### ARTICLE:
--- Begin ---

Standard functions of a complex variable

1 Standard functions of a complex variable

The functions which we have considered so far have mostly been built from powers of $z$ . We consider other functions here.

1.1 The exponential function

Using Euler’s relation we are led to define

$e^{z} = e^{x + i y} = e^{x} . e^{i y} = e^{x} (cos y + i sin y) .$

From this definition we can show readily that when $y = 0$ then $e^{z}$ reduces to $e^{x}$ , as it should.

If, as usual, we express $w$ in real and imaginary parts then: $w = e^{z} = u + i v$ so that

$u = e^{x} cos y, v = e^{x} sin y$ . Then

$\frac{\partial u}{\partial x} = e^{x} cos y = \frac{\partial v}{\partial y} and \frac{\partial u}{\partial y} = - e^{x} sin y = - \frac{\partial v}{\partial x} .$

Thus by the Cauchy-Riemann equations, $e^{z}$ is analytic everywhere . It can be shown from the definition that if $f (z) = e^{z}$ then $f^{'} (z) = e^{z}$ , as expected.

--- End ---

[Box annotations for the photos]
--- Begin ---

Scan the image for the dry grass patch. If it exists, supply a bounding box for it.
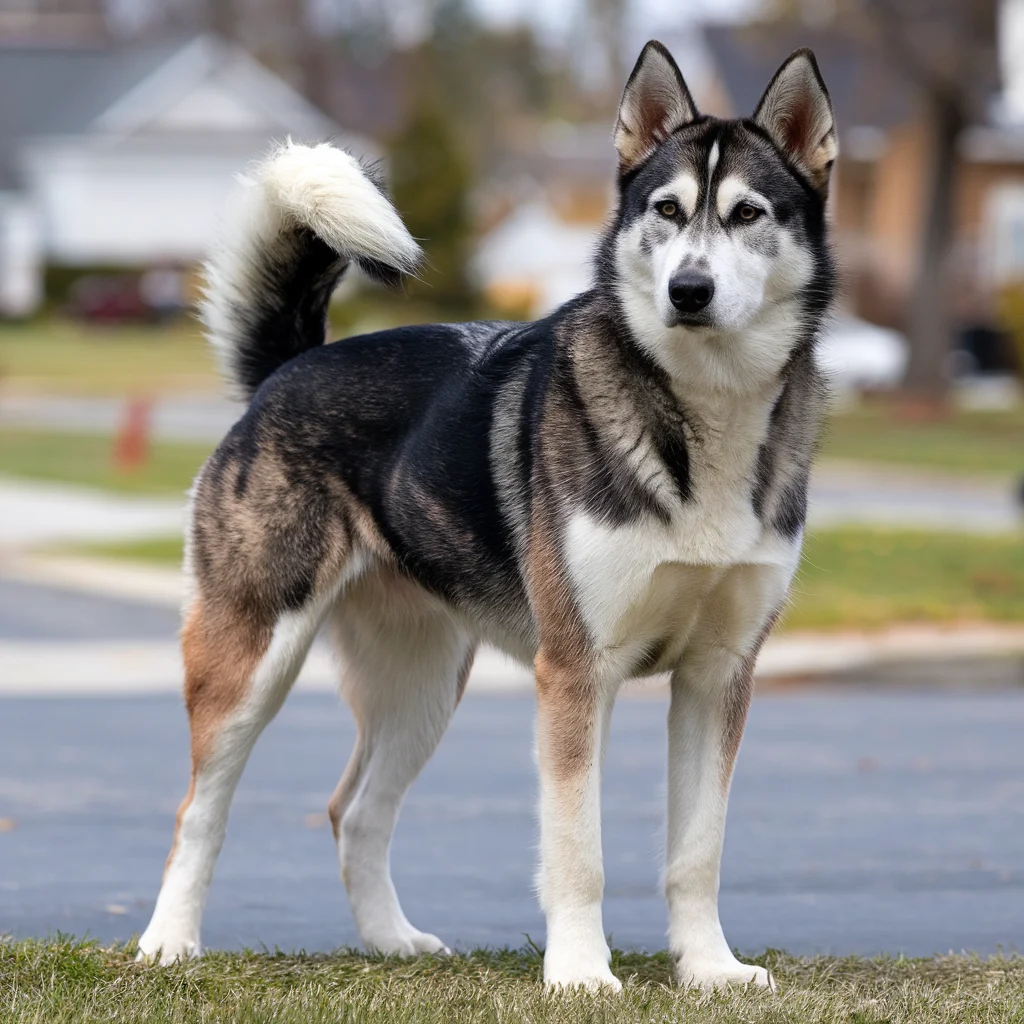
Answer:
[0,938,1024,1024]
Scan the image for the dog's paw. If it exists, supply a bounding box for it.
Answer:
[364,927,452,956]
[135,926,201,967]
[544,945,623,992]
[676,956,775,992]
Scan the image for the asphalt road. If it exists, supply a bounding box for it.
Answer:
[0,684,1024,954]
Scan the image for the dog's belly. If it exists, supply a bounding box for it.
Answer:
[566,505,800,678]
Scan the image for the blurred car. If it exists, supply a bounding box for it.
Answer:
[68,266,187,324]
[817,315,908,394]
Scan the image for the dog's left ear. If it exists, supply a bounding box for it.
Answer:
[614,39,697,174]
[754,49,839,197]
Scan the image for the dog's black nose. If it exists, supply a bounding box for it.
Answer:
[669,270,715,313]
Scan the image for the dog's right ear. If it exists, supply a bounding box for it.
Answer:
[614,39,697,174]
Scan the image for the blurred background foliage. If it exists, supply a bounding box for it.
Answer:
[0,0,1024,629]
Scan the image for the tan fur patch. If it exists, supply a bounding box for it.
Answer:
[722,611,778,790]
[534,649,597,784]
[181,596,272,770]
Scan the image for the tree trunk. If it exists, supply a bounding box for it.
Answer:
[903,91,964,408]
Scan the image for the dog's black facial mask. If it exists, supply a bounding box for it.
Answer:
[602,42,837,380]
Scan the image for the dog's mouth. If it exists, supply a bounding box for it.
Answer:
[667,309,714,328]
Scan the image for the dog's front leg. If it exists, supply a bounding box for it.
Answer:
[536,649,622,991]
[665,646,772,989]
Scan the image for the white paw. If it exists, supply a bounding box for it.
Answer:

--- End ---

### REQUIRED WORK:
1/ Which partial derivatives are written out in the passage on the exponential function of a complex variable?
2/ Can you carry on the passage about the complex exponential function from the point where it stops?
Those lines have no role here.

### RESPONSES TO THE TASKS:
1/ ∂u/∂x, ∂v/∂y, ∂u/∂y and ∂v/∂x

2/
Task!

By calculating $| e^{z} |^{2}$ show that $| e^{z} | = e^{x}$ .

$| e^{z} |^{2} = | e^{x} cos y + i e^{x} sin y |^{2} = {(e^{x} cos y)}^{2} + {(e^{x} sin y)}^{2} = {(e^{x})}^{2} ({cos}^{2} y + {sin}^{2} y) = {(e^{x})}^{2} .$

Therefore $|e^{z}| = e^{x}$ .

Solution

If $θ = arg (e^{z}) = arg (e^{x} (cos y + i sin y))$ then $tan θ = \frac{e^{x} sin y}{e^{x} cos y} = tan y$ . Hence $arg (e^{z}) = y$ .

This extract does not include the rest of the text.